• **Source**:

==*==

So, what differentiates a “booking company” from a taxi service? Aren’t most taxis owner-operated?
That might not be the biggest concern in the US, but in many parts of the world, stepping into an unlicensed taxi can be a Darwin Award-level of foolishness, especially if you’re obviously a foreigner.
Yes, but the taxi service is generally liable to passengers and third parties for injuries and what not. Uber may or may not be (and generally takes the position that it isn’t.)
It shoves off almost everything about actual fulfillment and liability to the individual drivers. Which is how most “tech genius” innovations work - by cherry-picking the easy part, “inventing” some incredible Linux-based “solution” for it, and leaving all the hard parts and risk to someone else.
Huh? Most “tech genius” innovations work by establishing proof of concept with a small market trial and then being sold to MicroFaceYahoogle.
*The rules *being that the “regulated” Taxi cabs get to rip off all the tourists coming from the airport? :rolleyes::mad:
No, that’s those innervayshuns that work entirely between two or more displays. The ones that involve going out into the scawy weal wuhld tend to be independent or owned by a company that understands the real world exists. (And knows how to exploit old tricks with new wrinkles.)
You fly into Reno or LV, you’ve signed away your rights as anything but a walking wallet.
They’re not metered and they can’t be hailed on the streets, so they’re different from traditional taxis in at least two significant ways.
I’m looking at it from a pragmatic societal view – how is a society served better by no Uber (if Uber is regulated the same way as taxis) than by Uber as it currently operates in, say, Arlington VA? Other than their competitors (taxis), who is hurt? Riders and Uber drivers are helped. I’ve seen no evidence that Uber drivers are significantly more dangerous than taxi drivers.
Many cab drivers have already joined Uber and use it to supplement their income.
Seems to me that regulating Uber as if they are taxis hurts society more than not doing so. If it’s unfair, then I think the best option would be to lessen the regulations on taxis, not to regulate Uber.
Uber owns no taxis, it merely brings together buyer and seller (of transport services). Therefore, it has no liability. Like i say, it seems like Uber is going to get into trouble some day.
List all the regulations on taxis you think are unfair, unproductive, unnecessary or don’t apply to services like Uber and Lyft.
Fair warning, if it isn’t already clear: I’ve found that most of these “brand new, completely different, by REAL people for all the people, f*ck thuh Man” alternatives that blithely dismiss rules, regulations, licensing, insurance and common sense tend to work on wishing real hard and pretending a lot of hard realities don’t exist. Most find out otherwise and either fold or become a virtual copy of what they set out to replace, because the original was like that because of decades of trial-and-error shaping.

==*==

• **Supplied information**:

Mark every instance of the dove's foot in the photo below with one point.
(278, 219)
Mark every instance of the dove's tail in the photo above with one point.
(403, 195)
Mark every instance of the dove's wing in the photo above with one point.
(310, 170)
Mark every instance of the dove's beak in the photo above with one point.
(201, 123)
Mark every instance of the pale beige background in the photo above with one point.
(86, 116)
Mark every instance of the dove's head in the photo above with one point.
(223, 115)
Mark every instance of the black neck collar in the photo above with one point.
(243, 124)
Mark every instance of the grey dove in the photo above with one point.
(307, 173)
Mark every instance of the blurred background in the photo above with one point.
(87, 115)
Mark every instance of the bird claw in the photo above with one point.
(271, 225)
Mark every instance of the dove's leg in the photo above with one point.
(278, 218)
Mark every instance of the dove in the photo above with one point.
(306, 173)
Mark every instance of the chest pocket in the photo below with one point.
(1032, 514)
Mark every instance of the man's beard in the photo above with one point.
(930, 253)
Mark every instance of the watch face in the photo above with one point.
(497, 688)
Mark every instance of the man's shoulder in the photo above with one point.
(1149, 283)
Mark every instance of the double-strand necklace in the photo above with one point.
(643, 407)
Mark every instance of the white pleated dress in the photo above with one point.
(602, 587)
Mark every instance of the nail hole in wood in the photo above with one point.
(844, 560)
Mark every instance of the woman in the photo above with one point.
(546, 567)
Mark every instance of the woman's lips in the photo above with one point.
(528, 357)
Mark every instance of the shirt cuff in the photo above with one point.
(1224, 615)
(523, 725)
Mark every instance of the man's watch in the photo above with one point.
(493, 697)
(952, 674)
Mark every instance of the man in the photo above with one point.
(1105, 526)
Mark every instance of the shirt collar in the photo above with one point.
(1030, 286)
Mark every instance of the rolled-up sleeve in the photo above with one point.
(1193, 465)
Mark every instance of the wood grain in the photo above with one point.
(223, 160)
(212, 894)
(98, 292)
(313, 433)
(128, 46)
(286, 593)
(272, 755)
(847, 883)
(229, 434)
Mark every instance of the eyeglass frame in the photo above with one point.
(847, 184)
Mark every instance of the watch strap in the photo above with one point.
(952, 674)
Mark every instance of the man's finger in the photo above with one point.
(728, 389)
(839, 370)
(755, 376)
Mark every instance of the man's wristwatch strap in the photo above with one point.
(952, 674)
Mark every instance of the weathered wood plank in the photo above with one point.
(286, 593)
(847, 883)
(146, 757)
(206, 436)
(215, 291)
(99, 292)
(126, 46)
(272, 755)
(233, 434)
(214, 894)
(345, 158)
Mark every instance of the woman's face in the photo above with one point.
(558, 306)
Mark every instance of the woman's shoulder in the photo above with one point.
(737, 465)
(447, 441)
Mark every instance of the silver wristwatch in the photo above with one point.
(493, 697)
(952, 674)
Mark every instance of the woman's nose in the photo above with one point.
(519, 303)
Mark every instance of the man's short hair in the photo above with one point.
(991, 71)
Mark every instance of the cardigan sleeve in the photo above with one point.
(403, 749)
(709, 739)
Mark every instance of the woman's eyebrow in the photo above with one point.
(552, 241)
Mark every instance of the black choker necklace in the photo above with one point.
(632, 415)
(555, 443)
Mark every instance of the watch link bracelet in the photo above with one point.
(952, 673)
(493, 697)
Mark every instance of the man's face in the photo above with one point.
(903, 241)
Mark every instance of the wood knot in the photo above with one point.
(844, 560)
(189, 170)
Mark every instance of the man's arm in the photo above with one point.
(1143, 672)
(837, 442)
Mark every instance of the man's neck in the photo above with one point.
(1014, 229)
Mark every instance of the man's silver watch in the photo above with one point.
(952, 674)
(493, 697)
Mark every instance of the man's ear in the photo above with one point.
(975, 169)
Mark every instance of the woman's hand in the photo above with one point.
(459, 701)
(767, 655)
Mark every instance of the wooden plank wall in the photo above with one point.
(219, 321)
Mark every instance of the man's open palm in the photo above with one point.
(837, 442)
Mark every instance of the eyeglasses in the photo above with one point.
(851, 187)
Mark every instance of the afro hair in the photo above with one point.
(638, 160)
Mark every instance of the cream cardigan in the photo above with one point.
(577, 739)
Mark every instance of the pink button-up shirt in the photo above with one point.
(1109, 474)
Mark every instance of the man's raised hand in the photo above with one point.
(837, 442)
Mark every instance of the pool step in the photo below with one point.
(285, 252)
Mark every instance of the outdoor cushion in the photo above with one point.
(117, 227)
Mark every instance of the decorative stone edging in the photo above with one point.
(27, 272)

==*==

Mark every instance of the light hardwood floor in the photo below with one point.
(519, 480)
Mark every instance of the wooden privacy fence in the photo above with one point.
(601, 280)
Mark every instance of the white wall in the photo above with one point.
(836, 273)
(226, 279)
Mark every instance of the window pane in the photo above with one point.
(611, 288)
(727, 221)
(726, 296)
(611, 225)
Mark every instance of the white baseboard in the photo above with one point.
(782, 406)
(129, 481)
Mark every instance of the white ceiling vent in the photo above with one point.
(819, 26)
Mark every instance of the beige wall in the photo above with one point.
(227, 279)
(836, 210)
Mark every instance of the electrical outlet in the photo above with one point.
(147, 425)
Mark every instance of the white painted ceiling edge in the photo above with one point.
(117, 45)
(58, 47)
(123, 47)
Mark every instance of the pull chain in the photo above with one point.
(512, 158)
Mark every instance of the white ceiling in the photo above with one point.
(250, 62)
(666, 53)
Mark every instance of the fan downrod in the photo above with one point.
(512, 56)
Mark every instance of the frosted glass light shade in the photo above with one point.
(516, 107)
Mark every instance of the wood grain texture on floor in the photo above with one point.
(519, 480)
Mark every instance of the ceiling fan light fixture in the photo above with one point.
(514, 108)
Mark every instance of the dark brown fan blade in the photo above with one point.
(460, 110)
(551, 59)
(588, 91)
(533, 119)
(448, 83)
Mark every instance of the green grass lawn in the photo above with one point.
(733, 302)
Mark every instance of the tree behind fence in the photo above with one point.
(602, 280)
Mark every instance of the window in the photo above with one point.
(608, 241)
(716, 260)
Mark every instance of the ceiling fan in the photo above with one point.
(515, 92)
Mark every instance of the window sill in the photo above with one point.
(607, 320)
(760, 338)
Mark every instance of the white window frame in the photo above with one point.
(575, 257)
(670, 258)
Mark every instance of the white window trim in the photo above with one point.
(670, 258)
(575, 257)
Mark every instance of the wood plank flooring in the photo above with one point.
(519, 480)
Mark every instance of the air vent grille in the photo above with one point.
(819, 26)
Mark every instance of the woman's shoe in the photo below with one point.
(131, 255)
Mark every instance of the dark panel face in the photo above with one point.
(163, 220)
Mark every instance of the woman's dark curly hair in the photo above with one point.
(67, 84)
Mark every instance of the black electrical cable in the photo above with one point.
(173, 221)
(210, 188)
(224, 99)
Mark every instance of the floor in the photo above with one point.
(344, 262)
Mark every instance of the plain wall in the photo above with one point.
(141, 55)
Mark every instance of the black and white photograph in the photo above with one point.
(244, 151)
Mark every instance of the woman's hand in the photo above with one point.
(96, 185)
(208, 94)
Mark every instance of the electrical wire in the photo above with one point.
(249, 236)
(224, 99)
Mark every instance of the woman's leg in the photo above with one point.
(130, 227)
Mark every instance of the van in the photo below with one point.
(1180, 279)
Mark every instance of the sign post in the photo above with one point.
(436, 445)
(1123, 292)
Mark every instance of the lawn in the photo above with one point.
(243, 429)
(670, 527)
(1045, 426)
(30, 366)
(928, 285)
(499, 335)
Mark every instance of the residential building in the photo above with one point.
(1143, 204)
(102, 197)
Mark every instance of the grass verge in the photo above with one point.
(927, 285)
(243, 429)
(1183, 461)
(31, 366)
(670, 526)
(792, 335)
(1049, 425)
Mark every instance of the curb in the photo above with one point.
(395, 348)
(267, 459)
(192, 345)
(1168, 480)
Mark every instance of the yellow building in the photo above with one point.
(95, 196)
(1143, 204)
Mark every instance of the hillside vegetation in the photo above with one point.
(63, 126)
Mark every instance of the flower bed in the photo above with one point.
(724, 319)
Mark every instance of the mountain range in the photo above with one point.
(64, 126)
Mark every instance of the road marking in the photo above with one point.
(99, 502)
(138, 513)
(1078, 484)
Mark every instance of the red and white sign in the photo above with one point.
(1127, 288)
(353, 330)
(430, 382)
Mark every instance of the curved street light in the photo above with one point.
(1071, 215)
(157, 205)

==*==

• **Tasks for this exercise**:
• 1. Please revise the Uber discussion between "Yes, but the" and "sold to MicroFaceYahoogle.", inclusive, so that "passengers" becomes "riders".
• 2. Extend the Uber discussion beyond its final comment.
The rows are a separate set of material, unrelated to the Uber discussion.

• **Answers to the problems**:
• 1.
Yes, but the taxi service is generally liable to riders and third parties for injuries and what not. Uber may or may not be (and generally takes the position that it isn’t.)
It shoves off almost everything about actual fulfillment and liability to the individual drivers. Which is how most “tech genius” innovations work - by cherry-picking the easy part, “inventing” some incredible Linux-based “solution” for it, and leaving all the hard parts and risk to someone else.
Huh? Most “tech genius” innovations work by establishing proof of concept with a small market trial and then being sold to MicroFaceYahoogle.

• 2.
ETA: And every one of these new-world services or ideas works perfectly… as long as it’s only a limited set of true believers involved. So scaling it up to the real world is trivial, right?
They say they have no liabilty, but that does not make it so. In practice, Uber is an integral part of the transaction. They collect the payment, for one thing.
Here’s one from my hometown:
and
Let’s see:
Unfair - Check
Unproductive - Check
Unnecessary - Check
Uber has demonstrated a superior booking system. Why on earth don’t traditional taxi companies jump to use this? As it is, while the insurance/regulatory/ etc concerns are real, it also looks like the oldline taxis are using regulation to fight a new and disruptive business model instead of actually competing with it. It reminds me of Napster and the music industry; eventually, some taxi company will be Apple and ‘legitimize’ the booking service…
The substance of this is straight out of Uber PR. It’s not actually believable.
Uber is the customer face of the service. You download the Uber app, log in to the Uber service, press “Request Uber” in the app, and so on. Payment goes to Uber Technolgies and if you have an issue with the service you go back to Uber customer support.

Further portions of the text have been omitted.